[Annotazioni dei contorni degli oggetti]
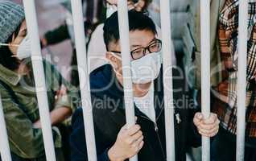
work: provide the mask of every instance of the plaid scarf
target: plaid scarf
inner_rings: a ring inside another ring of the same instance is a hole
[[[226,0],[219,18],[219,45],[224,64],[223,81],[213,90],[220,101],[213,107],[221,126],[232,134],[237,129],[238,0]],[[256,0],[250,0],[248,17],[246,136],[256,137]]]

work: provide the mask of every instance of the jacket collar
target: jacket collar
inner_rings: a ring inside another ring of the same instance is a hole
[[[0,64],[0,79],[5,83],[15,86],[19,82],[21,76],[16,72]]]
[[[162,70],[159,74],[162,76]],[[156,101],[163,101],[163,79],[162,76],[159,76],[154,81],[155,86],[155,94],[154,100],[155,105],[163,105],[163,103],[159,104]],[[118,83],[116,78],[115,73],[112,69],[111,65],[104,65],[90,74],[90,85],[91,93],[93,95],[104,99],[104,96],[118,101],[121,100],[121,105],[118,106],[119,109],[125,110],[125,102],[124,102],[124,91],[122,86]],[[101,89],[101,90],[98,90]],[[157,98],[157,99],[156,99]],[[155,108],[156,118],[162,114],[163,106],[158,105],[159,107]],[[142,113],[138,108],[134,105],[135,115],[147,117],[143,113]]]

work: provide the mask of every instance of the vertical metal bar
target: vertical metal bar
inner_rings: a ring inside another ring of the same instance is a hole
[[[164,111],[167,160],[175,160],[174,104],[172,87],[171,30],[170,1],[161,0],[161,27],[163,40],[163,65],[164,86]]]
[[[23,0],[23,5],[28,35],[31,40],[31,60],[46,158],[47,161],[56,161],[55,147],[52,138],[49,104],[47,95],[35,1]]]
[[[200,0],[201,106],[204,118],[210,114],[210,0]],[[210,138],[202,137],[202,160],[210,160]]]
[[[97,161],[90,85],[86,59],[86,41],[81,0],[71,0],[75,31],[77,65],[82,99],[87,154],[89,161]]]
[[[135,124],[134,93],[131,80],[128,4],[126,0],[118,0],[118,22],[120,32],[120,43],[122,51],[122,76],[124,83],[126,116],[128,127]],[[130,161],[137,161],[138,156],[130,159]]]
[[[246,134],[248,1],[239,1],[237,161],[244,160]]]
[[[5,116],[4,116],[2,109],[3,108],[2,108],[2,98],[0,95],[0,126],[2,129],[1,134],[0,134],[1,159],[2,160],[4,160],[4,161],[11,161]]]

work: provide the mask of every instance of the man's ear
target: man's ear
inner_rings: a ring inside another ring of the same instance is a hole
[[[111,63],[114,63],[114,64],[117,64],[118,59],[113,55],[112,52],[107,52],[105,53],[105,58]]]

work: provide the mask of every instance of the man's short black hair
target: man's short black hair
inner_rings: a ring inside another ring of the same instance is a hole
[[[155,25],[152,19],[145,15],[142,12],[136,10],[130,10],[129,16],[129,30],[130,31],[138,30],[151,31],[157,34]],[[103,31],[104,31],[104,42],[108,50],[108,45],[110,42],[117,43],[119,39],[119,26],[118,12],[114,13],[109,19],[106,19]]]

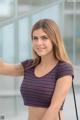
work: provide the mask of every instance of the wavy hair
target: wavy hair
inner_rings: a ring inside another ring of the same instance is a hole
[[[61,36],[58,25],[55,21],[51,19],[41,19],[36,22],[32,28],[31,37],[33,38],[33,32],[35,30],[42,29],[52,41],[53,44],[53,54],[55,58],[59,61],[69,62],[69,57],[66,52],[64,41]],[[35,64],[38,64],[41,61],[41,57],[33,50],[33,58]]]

==

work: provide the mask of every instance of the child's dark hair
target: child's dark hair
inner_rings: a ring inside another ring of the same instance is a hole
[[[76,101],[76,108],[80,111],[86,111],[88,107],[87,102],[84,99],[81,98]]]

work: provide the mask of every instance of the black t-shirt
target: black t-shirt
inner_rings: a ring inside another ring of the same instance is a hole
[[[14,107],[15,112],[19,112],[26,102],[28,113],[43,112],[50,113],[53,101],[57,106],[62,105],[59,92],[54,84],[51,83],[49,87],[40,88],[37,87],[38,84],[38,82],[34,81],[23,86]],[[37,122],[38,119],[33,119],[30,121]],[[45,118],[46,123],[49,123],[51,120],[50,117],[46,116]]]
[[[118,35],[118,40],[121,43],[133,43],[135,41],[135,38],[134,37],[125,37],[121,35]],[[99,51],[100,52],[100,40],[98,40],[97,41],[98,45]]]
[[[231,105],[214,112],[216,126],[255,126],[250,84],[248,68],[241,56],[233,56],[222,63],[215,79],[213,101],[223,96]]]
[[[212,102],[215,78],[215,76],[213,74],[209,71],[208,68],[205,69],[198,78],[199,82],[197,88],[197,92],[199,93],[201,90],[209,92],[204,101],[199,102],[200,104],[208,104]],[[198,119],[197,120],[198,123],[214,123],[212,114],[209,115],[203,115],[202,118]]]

--

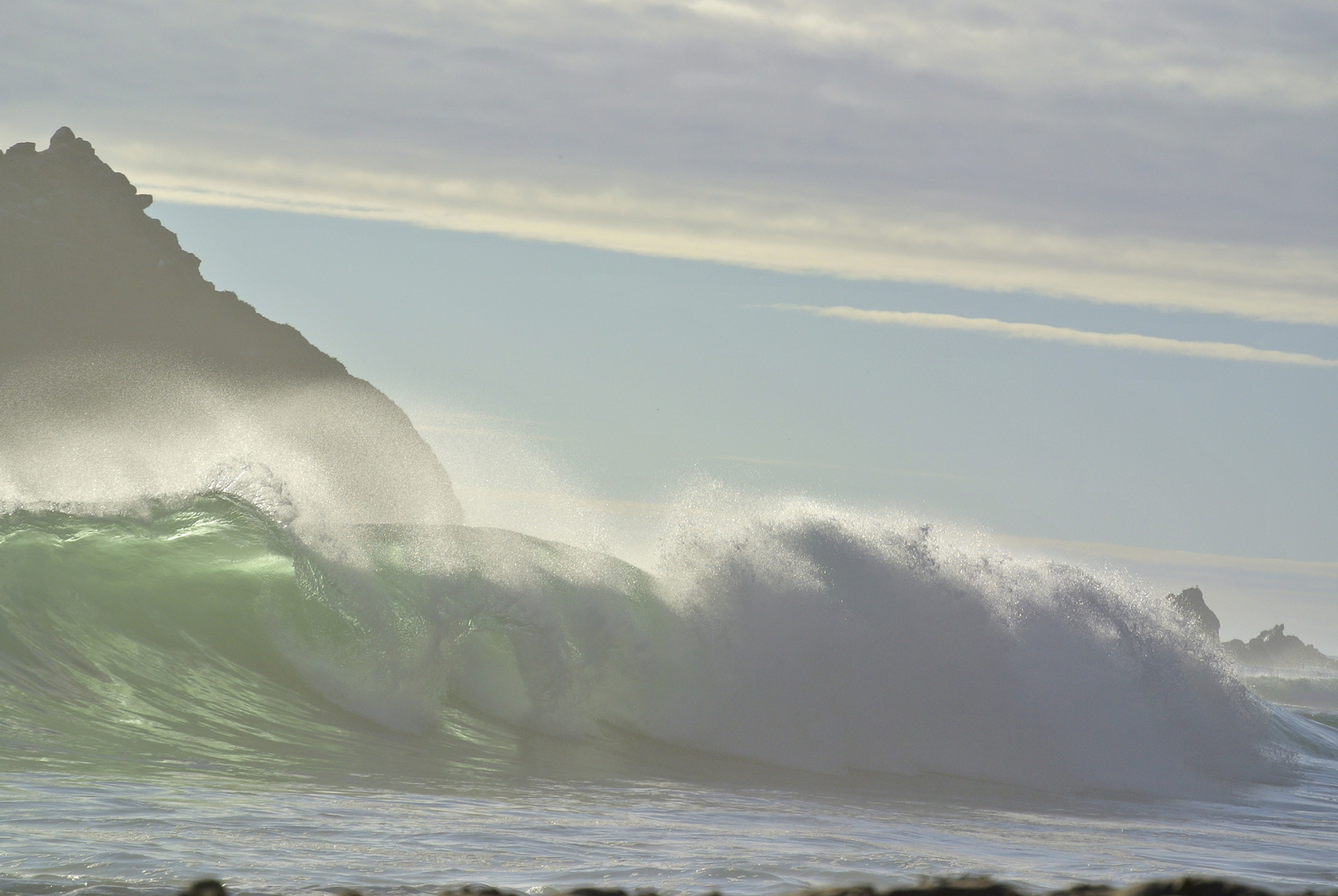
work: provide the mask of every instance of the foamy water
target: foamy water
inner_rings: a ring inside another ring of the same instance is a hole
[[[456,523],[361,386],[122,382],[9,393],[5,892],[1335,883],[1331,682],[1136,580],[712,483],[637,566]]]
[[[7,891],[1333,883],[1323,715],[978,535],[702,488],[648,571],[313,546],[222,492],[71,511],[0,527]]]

- _Cosa serve_
Filtra le annotazioni qui sopra e copia ogni riga che contiene la parola "mask". Maiuscole e minuscole vanno distinte.

- _Risposta scritta_
work: provide the mask of every instance of the plaid scarf
work: provide the mask of every instance of the jacket collar
work: provide the mask of every instance of the vertical metal bar
work: provide the mask of every instance of the man's ear
work: provide the mask of every instance of the man's short black hair
work: provide the mask of every instance of the wavy hair
work: provide the mask of every instance of the child's dark hair
work: provide the mask of every instance of the black t-shirt
work: provide the mask of every instance of the foamy water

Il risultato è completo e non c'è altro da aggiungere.